# [Task to complete]
Copy the data word for word, starting at the line that contains "# outline every instance of the sepia" and ending at the line that contains "[[[0,163],[256,163],[256,1],[1,0],[0,20]]]", with both of those lines included.

[start Data rows]

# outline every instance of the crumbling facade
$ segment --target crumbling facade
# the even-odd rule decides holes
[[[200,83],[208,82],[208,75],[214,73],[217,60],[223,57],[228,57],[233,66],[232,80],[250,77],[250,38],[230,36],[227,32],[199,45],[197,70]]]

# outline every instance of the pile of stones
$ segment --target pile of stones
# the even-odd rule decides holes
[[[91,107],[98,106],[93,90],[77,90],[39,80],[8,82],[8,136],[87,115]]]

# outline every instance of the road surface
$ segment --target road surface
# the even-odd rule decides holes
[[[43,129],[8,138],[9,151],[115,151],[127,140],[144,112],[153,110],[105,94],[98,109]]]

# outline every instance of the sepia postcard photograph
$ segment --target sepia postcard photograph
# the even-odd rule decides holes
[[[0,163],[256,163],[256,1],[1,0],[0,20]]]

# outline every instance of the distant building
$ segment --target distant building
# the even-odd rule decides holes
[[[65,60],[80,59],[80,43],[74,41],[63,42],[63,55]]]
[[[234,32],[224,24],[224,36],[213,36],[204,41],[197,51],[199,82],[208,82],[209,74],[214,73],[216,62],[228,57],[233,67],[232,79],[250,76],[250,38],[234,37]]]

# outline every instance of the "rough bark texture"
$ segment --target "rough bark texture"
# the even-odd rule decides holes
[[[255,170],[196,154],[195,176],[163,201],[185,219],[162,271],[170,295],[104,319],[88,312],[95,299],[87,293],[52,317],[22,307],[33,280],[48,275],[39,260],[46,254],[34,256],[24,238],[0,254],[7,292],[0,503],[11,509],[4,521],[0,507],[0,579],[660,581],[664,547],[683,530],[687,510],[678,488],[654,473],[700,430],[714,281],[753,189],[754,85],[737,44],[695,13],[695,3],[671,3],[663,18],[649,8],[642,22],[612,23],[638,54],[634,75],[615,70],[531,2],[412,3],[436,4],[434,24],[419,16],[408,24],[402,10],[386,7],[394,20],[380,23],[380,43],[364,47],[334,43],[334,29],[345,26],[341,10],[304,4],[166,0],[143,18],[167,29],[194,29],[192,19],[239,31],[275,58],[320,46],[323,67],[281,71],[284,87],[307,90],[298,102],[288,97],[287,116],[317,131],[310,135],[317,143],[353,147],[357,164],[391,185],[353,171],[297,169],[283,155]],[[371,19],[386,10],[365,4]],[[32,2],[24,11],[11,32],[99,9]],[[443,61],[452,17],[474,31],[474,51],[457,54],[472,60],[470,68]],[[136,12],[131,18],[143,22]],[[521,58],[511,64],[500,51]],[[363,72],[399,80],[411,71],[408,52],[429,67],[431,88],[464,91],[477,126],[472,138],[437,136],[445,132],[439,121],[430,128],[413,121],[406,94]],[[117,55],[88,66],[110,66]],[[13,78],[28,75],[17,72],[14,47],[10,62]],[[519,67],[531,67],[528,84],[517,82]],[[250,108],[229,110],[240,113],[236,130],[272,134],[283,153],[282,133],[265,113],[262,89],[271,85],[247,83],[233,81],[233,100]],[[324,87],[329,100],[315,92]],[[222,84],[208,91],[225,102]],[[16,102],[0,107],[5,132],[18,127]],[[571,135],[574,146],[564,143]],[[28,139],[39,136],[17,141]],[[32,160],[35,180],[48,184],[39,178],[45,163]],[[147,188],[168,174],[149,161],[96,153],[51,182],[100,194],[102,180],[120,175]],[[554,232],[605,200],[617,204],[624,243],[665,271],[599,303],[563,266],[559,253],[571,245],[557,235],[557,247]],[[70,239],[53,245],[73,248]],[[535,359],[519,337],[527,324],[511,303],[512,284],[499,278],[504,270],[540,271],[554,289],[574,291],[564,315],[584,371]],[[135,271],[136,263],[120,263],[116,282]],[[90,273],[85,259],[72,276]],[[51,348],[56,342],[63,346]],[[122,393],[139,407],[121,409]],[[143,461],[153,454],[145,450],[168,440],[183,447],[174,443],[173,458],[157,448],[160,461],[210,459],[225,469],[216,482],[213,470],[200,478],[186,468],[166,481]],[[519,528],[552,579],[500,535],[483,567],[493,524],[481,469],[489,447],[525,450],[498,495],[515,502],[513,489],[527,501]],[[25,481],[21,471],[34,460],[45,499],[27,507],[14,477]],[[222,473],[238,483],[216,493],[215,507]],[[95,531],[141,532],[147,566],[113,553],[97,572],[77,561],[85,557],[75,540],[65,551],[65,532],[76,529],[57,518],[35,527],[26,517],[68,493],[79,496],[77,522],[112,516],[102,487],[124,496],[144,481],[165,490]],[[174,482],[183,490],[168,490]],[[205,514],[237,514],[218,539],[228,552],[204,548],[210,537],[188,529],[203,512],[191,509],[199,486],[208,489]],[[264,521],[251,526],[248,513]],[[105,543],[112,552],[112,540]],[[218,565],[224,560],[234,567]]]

[end Data rows]

# [The reply]
# outline every instance of the sepia postcard photograph
$ segment --target sepia postcard photograph
# the even-odd rule decides holes
[[[0,163],[256,163],[256,1],[1,0],[0,20]]]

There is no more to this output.